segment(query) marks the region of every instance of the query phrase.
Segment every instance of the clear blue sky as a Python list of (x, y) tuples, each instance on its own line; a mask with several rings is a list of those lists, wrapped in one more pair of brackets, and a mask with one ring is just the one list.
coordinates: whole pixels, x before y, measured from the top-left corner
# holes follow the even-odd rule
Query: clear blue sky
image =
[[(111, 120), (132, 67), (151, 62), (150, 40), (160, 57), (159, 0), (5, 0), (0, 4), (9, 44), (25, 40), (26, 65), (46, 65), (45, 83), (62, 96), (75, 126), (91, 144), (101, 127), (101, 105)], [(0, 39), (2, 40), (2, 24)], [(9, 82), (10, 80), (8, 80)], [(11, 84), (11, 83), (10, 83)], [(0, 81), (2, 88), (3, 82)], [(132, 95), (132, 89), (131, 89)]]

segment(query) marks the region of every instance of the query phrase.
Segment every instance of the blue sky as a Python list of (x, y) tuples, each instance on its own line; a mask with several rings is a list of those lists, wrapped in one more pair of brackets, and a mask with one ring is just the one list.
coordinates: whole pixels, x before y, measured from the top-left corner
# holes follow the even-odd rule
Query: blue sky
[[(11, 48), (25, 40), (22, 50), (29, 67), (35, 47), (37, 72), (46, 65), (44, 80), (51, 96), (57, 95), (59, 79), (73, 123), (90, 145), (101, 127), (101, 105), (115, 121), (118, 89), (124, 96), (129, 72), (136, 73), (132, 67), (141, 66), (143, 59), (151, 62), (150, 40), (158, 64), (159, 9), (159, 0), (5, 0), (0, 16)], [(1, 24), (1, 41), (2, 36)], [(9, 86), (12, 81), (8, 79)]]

===

[What the task requires]:
Lay out all of the material above as a two-column CSV with the header row input,output, giving one row to each text and its answer. Put the full text under input and its answer under output, each in one double-quoted field with its line breaks replaced by spaces.

[Result for this exercise]:
input,output
"segment(query) marks the region of every instance of the query phrase. Segment every instance of the clear blue sky as a Python list of (x, y) tuples, each instance on its own line; a mask with several rings is a list of those lists, wrapped in one more pair of brackets, and a mask with one ring is just the one list. coordinates: whole pixels, x before y, measured from the top-left corner # holes follow the even-odd rule Query: clear blue sky image =","[[(111, 120), (132, 67), (151, 62), (150, 40), (160, 57), (159, 0), (5, 0), (0, 4), (9, 44), (25, 40), (26, 65), (46, 65), (45, 83), (62, 96), (75, 126), (91, 144), (101, 127), (101, 105)], [(0, 39), (2, 40), (2, 24)], [(9, 82), (10, 80), (8, 80)], [(11, 84), (11, 83), (10, 83)], [(0, 81), (2, 88), (3, 82)], [(132, 95), (132, 89), (131, 89)]]"
"segment(query) marks the region of every instance of the query phrase. Segment every instance of the blue sky as a Python list of (x, y) tuples, each instance on its own line; a mask with several rings is a list of those lists, wrapped in one more pair of brackets, and a mask with one ring is just the one list. coordinates: whole pixels, x before y, measured from the top-left corner # holes follow the even-odd rule Query: blue sky","[[(11, 48), (25, 40), (22, 50), (29, 67), (35, 47), (37, 72), (46, 65), (44, 80), (51, 96), (57, 95), (59, 79), (73, 123), (90, 145), (101, 127), (101, 105), (115, 121), (118, 89), (124, 96), (129, 72), (136, 73), (132, 67), (141, 66), (143, 59), (151, 62), (150, 40), (158, 64), (159, 9), (159, 0), (5, 0), (0, 16)], [(1, 24), (1, 41), (2, 36)], [(9, 86), (12, 81), (8, 79)]]"